━━━━━ Page extract

Atomics gives error

Fredrik · 17. April 2016 um 10:04

Hi.

I trying to create an example to calculate and average value. The kernel with calulate an result and added to total sum.
Im using latest 2.0 openCl with JOCL.

__kernel void averageKernel(__global const int *in, __global int *sum)
{
	int gid = get_global_id(0);
		if(get_local_id(0)==0){ 
		sum[0]=0; 
	} 
	float res = sin((float)gid) + cos((float)gid) +  sin((float)gid)  + in[gid];
	atomic_add(&sum[0],res); 
}

Kernel works with integers but not with doubles. Then I get the error:

**instance of overloaded function “atomic_add” matches the argument list argument types are: (__global double *, float)
**

Thanks

//Fredrik

*** Edit ***

Was reading the API, https://www.khronos.org/registry/cl/sdk/1.1/docs/man/xhtml/atomic_add.html

Seems like atomic_add() only supports integers, I dont know why.

Any suggestions for a workaround so floats or doubles can be used?

Marco13 · 17. April 2016 um 10:46

I haven’t yet used atomics extensively. A quick websearch reveals some options ( Advanced application development: OpenCL 1.1: Atomic operations on floating point values ), but for double values, this will likely be more tricky. The kernel that you posted so far seems to be a “dummy” kernel (at least, I’m not sure what the sin/cos computations should accomplish). If you intend to compute the average of a given array, I think a reduction with “+” and a subsequent division by the length of the array may be an option…

Fredrik · 24. April 2016 um 09:46

I found an example that works with floats.

 void atomicAdd(volatile __global float *addr, float val)
					   {
					       union{
					       unsigned int u64;
					       float        f64;
					       } next, expected, current;
					   	current.f64    = *addr;
					       do{
					   	   expected.f64 = current.f64;
					           next.f64     = expected.f64 + val;
					   		current.u64  = atomic_cmpxchg( (volatile __global unsigned int *)addr, 
					                               expected.u64, next.u64);
					       } while( current.u64 != expected.u64);
					   }

but should be used with care since it has an big performance impact.

//Fredrik

Marco13 · 24. April 2016 um 10:49

This looks like it was equivalent to the sample in the article that I linked to (although I wonder why it’s “64” in the variable names - a float value only has 32 bits…).

How large the performance impact actually is? Sorry, no idea, but … the built-in atomics (for int) won’t come for free either…

Fredrik · 24. April 2016 um 11:10

Yes, almost the same example, only 64 bits part is different.

For me the differens was multiple times.

━━━━━━━━━━

## What is asked
1 > In the OpenCL atomics thread, which OpenCL version does the first poster say they are using?
2 > Write the next part of the OpenCL atomics thread, following on from its final post.
The rows after the OpenCL atomics thread have no connection to it.

━━━━━ Extracted records

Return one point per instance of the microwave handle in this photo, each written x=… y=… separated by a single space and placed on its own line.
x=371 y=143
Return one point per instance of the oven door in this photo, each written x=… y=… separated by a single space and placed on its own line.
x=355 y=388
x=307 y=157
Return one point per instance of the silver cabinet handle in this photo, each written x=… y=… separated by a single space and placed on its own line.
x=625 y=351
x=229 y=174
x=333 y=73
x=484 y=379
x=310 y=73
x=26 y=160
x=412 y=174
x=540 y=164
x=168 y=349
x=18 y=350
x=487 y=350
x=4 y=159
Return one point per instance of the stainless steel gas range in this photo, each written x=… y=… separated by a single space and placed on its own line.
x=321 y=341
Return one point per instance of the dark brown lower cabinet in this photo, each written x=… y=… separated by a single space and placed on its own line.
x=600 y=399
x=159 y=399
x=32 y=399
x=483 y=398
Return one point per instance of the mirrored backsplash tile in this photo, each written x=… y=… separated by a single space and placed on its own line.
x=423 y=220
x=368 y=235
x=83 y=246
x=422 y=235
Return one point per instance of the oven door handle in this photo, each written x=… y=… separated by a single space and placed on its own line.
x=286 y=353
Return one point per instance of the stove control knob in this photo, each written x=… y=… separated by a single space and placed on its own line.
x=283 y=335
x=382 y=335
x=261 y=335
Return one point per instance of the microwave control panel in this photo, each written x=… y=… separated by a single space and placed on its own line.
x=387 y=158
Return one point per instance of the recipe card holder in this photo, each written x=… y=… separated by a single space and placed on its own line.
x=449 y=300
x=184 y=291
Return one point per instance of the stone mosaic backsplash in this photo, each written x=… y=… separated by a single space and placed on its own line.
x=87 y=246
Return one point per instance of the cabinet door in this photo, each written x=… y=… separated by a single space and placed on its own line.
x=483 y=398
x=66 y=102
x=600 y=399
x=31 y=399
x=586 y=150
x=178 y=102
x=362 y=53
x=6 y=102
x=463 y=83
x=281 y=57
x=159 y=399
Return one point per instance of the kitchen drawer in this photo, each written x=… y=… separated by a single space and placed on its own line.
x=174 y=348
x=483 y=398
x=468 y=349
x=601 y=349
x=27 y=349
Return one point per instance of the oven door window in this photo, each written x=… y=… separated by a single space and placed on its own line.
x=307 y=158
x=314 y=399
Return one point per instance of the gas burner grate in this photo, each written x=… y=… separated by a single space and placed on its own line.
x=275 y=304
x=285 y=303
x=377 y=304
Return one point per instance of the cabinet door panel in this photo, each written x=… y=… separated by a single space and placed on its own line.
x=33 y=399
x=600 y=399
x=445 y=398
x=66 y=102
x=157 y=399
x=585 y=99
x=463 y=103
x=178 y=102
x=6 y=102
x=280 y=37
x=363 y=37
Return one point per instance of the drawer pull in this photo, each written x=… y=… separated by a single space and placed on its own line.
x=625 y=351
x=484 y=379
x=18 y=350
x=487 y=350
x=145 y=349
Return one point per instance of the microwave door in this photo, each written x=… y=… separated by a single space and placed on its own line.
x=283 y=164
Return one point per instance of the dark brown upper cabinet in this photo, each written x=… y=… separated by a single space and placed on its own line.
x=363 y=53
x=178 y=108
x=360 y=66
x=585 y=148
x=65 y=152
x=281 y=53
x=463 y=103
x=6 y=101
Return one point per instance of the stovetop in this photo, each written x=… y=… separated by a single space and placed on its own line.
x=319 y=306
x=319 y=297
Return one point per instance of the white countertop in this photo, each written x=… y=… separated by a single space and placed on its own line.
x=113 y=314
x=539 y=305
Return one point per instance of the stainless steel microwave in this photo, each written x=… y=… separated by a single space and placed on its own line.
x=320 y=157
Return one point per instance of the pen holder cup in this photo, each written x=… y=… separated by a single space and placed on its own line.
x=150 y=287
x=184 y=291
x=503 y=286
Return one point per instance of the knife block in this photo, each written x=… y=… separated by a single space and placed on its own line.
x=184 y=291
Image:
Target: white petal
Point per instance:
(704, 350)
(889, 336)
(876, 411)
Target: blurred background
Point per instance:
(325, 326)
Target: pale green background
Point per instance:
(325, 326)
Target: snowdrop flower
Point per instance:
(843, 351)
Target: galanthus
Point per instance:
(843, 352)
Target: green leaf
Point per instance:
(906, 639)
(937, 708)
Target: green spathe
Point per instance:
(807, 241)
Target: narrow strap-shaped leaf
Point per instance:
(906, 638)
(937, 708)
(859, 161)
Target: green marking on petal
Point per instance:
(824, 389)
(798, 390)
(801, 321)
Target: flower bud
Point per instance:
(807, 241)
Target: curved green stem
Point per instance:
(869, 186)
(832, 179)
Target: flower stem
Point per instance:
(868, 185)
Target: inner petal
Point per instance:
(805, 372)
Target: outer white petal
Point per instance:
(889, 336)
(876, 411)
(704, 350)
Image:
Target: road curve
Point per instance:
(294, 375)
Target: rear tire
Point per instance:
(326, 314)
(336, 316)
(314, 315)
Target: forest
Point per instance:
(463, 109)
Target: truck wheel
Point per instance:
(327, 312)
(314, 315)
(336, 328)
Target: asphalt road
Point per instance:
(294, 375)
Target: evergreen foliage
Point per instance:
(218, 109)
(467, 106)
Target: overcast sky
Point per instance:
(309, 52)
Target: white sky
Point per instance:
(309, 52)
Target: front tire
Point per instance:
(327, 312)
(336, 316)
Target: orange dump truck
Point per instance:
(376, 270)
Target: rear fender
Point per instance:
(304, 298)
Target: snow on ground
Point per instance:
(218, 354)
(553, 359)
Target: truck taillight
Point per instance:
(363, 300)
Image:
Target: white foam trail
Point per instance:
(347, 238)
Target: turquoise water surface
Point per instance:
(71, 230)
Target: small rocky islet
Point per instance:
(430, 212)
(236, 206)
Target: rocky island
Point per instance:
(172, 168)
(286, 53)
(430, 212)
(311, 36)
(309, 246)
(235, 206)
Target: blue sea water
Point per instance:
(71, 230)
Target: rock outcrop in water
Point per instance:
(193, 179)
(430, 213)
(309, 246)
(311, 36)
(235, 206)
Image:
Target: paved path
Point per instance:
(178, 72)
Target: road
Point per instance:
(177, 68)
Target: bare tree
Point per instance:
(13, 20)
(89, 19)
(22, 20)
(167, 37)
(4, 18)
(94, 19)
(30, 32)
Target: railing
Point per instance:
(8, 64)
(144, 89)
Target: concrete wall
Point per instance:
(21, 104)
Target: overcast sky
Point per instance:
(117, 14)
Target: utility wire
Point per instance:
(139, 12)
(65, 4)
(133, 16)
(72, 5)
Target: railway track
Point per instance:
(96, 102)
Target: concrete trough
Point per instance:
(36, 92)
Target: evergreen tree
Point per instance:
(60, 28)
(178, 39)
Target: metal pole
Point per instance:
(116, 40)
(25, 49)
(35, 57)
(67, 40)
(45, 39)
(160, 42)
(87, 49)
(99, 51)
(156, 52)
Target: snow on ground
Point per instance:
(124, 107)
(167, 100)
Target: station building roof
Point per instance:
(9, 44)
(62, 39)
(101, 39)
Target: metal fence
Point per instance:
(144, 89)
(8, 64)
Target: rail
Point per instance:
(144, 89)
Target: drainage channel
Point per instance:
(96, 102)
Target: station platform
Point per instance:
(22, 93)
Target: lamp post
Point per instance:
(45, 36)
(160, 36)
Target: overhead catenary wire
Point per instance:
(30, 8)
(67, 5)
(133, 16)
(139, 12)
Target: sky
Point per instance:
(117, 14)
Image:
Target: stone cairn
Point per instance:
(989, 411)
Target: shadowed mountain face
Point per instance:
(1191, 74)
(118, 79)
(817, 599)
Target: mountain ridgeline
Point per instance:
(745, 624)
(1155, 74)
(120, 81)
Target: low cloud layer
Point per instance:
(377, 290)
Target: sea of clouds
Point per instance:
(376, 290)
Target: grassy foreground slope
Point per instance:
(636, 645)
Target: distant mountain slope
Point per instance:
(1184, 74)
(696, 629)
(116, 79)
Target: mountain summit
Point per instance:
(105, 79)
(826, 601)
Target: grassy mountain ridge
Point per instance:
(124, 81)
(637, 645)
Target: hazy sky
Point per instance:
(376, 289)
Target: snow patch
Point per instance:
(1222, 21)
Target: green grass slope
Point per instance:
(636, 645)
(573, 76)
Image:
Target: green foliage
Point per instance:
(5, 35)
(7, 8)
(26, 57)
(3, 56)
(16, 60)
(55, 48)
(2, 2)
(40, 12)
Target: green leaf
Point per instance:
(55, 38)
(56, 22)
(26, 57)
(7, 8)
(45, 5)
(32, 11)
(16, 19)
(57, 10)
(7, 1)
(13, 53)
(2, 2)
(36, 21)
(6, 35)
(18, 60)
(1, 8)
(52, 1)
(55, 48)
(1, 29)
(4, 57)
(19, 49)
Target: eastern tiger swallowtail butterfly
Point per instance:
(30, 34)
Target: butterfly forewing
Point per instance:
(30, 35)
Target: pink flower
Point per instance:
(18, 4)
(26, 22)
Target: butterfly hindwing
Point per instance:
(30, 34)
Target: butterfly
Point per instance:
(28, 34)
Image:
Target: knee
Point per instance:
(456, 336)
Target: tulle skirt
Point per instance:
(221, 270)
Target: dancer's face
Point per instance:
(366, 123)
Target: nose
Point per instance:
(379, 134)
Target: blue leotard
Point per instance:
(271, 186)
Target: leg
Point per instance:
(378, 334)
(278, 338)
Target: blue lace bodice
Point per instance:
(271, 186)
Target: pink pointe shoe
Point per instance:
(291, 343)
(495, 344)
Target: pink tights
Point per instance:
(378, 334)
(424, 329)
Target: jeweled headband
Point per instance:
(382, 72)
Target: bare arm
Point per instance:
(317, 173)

━━━━━━━━━━

## Solved problems
1 > The latest OpenCL 2.0, with JOCL.

2 >
I tested to replace the 64 with 32 and there was an differens by one decimal. Not much but there should not be any ?

Thanks

//Fredrik

Marco13 · 24. April 2016 um 16:29

Well, I would have to “align” (format) the code a bit better, but from now having looked twice over both, I’d say that they are equal - but regardless of that: The “64” parts are only variable names and technically don’t make a difference. Where did you see the “once decimal” difference that you mentioned?

Fredrik · 26. April 2016 um 12:33

Hi.

I post the result from the program when got home again in the weekend.

Thanks

//Fredrik

Fredrik · 30. April 2016 um 01:39

Hi.

Just arrived home. Run an exempel and when using the 32 vs 64 named version I get the result:

Average value calculated: (2.6229537/500) = 0.005245907 (32 named version)
Average value calculated: (2.6229506/500) = 0.005245901 (64 named version)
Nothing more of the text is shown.